(Beginning of DATA FOR THE TASK)

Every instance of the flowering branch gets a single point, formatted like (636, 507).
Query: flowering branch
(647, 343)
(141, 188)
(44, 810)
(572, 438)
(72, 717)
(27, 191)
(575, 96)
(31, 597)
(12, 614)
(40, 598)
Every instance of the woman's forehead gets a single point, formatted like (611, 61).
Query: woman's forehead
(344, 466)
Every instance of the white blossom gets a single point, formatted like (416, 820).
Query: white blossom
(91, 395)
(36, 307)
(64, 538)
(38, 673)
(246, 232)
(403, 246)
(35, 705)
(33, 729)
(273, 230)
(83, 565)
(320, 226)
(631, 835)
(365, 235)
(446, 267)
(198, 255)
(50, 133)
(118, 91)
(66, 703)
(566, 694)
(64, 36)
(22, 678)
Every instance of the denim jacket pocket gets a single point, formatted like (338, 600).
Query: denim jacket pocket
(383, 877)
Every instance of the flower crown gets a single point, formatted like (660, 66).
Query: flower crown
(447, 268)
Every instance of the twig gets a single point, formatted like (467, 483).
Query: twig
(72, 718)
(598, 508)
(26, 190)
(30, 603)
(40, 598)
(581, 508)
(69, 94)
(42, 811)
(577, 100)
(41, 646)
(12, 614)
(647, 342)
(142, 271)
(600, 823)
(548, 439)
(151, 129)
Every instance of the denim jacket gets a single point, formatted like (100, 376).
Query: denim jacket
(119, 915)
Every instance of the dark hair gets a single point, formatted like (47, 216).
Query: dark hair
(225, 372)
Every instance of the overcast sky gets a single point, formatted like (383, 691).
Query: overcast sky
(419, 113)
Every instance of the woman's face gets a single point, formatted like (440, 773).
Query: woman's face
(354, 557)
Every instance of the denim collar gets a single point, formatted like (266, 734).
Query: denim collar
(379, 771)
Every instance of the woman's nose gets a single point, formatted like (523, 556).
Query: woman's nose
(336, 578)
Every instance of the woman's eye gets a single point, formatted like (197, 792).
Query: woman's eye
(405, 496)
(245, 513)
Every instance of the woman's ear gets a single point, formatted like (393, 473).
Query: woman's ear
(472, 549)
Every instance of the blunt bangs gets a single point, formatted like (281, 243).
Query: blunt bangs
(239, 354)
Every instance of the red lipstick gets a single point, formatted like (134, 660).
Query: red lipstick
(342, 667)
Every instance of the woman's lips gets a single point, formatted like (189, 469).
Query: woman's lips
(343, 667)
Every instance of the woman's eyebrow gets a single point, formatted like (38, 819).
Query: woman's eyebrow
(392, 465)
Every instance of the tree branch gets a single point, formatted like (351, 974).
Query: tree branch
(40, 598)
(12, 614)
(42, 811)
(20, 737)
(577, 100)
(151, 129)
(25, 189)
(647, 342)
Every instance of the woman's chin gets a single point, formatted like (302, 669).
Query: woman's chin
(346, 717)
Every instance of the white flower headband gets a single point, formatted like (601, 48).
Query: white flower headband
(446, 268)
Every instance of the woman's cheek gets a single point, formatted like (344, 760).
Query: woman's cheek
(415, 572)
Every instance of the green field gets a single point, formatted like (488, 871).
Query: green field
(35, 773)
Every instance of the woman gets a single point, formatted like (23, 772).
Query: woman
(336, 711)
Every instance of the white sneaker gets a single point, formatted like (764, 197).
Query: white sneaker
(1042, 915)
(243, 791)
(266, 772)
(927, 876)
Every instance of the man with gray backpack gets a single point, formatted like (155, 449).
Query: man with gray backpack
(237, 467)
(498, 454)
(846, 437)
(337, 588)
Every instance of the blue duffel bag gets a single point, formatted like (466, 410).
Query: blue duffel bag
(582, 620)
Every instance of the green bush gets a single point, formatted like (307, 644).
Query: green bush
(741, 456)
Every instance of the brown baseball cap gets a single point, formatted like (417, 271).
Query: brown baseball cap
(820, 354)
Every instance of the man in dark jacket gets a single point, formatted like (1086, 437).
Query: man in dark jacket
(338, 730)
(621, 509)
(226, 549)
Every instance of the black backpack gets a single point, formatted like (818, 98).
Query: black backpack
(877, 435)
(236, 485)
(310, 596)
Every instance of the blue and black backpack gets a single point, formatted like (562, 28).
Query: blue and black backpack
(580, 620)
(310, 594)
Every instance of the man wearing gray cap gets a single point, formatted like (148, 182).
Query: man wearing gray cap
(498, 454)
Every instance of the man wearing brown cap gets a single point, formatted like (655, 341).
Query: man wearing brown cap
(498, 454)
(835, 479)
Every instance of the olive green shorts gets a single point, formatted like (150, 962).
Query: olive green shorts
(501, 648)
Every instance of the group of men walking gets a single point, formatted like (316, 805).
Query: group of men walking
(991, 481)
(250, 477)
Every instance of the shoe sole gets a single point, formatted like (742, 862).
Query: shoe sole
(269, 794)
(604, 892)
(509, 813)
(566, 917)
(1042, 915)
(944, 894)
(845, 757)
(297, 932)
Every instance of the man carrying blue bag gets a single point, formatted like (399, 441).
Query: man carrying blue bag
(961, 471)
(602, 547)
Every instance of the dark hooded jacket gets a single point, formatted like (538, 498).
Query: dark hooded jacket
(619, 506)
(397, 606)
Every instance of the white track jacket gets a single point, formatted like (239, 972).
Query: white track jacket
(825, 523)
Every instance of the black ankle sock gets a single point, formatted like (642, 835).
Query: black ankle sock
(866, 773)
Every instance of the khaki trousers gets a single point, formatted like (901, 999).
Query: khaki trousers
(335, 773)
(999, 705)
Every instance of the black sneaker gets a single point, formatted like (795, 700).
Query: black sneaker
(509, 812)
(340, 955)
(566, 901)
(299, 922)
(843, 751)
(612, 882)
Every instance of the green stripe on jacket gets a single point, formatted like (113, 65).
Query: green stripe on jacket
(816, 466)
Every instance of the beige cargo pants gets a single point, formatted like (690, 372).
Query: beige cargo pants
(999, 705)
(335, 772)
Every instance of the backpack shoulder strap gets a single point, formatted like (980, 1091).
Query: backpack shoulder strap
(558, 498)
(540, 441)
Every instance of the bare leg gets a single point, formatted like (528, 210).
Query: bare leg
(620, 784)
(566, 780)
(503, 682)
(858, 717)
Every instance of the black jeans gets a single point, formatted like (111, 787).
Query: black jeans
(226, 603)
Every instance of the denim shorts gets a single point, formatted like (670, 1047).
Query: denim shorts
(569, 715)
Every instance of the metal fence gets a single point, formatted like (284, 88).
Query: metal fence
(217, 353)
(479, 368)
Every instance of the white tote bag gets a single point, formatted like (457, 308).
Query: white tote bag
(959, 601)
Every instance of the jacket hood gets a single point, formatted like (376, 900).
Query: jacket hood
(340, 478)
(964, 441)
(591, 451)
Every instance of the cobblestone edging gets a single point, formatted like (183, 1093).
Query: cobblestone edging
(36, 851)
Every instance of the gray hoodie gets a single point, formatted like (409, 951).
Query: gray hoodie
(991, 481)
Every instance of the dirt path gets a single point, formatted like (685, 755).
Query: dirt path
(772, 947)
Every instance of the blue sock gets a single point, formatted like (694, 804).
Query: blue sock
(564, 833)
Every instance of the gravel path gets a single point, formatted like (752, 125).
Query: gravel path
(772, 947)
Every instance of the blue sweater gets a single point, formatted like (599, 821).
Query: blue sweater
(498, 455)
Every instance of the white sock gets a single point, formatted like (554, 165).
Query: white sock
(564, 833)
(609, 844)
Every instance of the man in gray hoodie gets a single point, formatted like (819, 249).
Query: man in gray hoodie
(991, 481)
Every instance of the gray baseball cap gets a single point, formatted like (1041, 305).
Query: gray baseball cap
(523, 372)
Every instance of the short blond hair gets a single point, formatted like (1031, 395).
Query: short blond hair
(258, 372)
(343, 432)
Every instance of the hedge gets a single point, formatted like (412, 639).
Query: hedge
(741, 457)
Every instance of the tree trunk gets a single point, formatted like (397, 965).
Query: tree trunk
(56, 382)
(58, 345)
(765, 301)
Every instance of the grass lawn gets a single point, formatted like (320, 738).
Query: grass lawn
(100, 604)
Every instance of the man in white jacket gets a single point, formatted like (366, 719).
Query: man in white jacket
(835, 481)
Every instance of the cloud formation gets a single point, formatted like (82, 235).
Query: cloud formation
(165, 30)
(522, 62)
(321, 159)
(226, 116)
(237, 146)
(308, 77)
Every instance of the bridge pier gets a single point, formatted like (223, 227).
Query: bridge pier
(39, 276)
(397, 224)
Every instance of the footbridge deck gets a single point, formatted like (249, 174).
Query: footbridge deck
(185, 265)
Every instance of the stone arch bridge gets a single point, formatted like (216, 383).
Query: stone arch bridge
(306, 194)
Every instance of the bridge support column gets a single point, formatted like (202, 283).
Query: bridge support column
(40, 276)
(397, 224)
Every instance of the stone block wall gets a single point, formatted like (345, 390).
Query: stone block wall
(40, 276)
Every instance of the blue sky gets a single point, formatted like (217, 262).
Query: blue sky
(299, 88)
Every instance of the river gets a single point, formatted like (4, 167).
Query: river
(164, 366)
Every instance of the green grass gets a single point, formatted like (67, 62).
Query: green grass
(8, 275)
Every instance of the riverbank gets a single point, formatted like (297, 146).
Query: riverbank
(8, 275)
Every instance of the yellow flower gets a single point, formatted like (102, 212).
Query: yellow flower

(End of DATA FOR THE TASK)

HOW TO COMPLETE THIS TASK: A verbatim transcription is required of the lines from the one with "Every instance of the blue sky" through the final line of the entries above, and of nothing else.

RESULT:
Every instance of the blue sky gets a single point, formatted like (217, 262).
Query: blue sky
(299, 88)
Every instance of the river gets a single point, formatted like (4, 167).
Query: river
(164, 366)
Every instance of the green grass gets a single point, formatted like (67, 62).
Query: green grass
(8, 275)
Every instance of the riverbank gets a single point, formatted like (297, 146).
Query: riverbank
(8, 275)
Every instance of the yellow flower gets a single point, formatted like (102, 212).
Query: yellow flower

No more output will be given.